● **Complete the following**
a: Reproduce the nature-based solutions text from "Making the business" up to and including "video recording here.", swapping every "webinar" for "online seminar".
b: Finish out the next part of the text on financing nature-based solutions by carrying it on from its last sentence.

● **Page extract**
= Beginning of Section =
12 August 2020

Making the business case for nature-based solutions

Nature-based climate solutions offer investable ways to drive carbon capture, biodiversity protection and secure the livelihoods of vulnerable communities across the globe. However, to make the most of the opportunity offered by these new  frameworks are needed to rationalise and measure impact.

Last month the Earth Security Group hosted a webinar: ‘Financing blue carbon: What pathways to mobilise global capital?‘. The discussion covered innovative financing models for coastal nature-based solutions and practical insights from the Livelihood Venture’s Carbon Funds, HSBC Australia’s Blue Carbon programme, IUCN’s Blue Natural Capital Financing Facility, AXA XL’s Ocean Risk Initiative and The Nature Conservancy’s Blue Bonds programme. You can access the video recording here.

The webinar was part of Earth Security Group’s global programme, which explores private sector models and strategies to invest in global resilience and sustainability. The mission is to build a business case and expand the investment pathways to invest in nature-based resilience. The group is partnering with global banks and investors in order to bring financial sector expertise to the table.

This year the focus is on ‘blue carbon’ and the power of coastal ecosystems to provide a natural path for climate mitigation, adaptation and local livelihoods.

Up to 55 per cent of biological carbon is captured by marine ecosystems; mangrove forests can store up to four times as much carbon as land-based forests, 40 per cent faster. Blue carbon accounts for the largest carbon reserve globally, but it is at risk. Coastal and ocean ecosystems are being lost 400 times faster than tropical forests. Coastal ecosystems should be also seen as a ‘natural infrastructure’ for climate adaptation. For example, mangroves and coral reefs can be fifty times more cost-effective than building a seawall. However, a lack of attention to these benefits means that these systems are being lost at an alarming speed. Between 1980 and 2005, 35,000 square kilometers of mangroves were removed globally.[i]

Funded through our technical assistance facility CDC Plus, we are currently collaborating with Earth Security Group to produce a deep-dive case study on the mangrove restoration project which we have been driving together with the Zephyr Power team at their wind farm asset in Gharo, Pakistan.
= End of Section =
● **Input data**
= Beginning of Section =
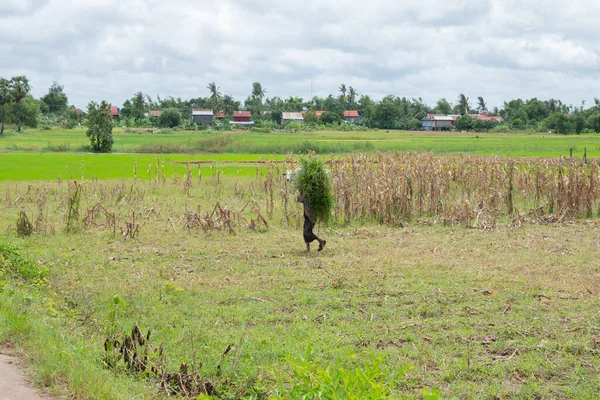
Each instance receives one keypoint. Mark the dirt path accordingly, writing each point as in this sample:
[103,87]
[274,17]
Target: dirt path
[12,381]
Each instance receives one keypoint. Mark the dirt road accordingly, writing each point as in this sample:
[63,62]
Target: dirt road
[12,381]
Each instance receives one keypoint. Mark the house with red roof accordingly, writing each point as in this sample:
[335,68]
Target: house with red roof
[438,122]
[351,116]
[242,118]
[114,111]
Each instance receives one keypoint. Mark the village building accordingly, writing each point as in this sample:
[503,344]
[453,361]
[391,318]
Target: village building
[351,116]
[291,116]
[114,111]
[437,122]
[203,117]
[242,118]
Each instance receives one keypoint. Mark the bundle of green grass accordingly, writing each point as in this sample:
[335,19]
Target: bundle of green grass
[313,181]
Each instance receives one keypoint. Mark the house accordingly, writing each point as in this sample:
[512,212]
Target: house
[203,117]
[80,114]
[291,116]
[437,122]
[114,111]
[351,116]
[242,118]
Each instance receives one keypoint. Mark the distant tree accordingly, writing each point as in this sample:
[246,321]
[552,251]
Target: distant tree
[351,99]
[229,105]
[55,100]
[100,124]
[310,117]
[366,109]
[593,121]
[464,123]
[443,107]
[481,105]
[480,125]
[342,97]
[20,88]
[257,91]
[536,110]
[462,107]
[329,117]
[558,122]
[5,98]
[170,118]
[578,122]
[28,109]
[215,95]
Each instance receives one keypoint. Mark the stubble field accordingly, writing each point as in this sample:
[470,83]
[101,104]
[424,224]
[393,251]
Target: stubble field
[458,288]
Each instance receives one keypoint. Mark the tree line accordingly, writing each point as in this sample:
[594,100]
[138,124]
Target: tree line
[391,112]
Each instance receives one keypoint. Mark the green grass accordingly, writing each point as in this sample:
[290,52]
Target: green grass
[51,166]
[508,313]
[518,145]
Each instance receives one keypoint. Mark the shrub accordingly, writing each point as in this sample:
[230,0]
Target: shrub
[100,124]
[314,183]
[170,118]
[464,123]
[329,117]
= End of Section =
● **Answers by task**
a:
Making the business case for nature-based solutions

Nature-based climate solutions offer investable ways to drive carbon capture, biodiversity protection and secure the livelihoods of vulnerable communities across the globe. However, to make the most of the opportunity offered by these new  frameworks are needed to rationalise and measure impact.

Last month the Earth Security Group hosted a online seminar: ‘Financing blue carbon: What pathways to mobilise global capital?‘. The discussion covered innovative financing models for coastal nature-based solutions and practical insights from the Livelihood Venture’s Carbon Funds, HSBC Australia’s Blue Carbon programme, IUCN’s Blue Natural Capital Financing Facility, AXA XL’s Ocean Risk Initiative and The Nature Conservancy’s Blue Bonds programme. You can access the video recording here.

b:
This case study will explore the economic value components of such an intervention through a private investor lens. It aims to assist other investors to understand the case for investing in nature-based solutions, particularly in coastal environments, and integrate these parameters in their investments in areas such as infrastructure, agriculture, energy or real estate development.

You can find more information on Zephyr in our recently published case study here.

The next event by Earth Security Group will take place in September, in the run up to the publication of their report and findings by December. The September event will explore different investment concepts, financing mechanisms and partnerships that can help to scale private sector capital for blue carbon and coastal resilience.  CDC will have a platform to present the ongoing work in relation to the mangrove restoration project with Zephyr Power Limited.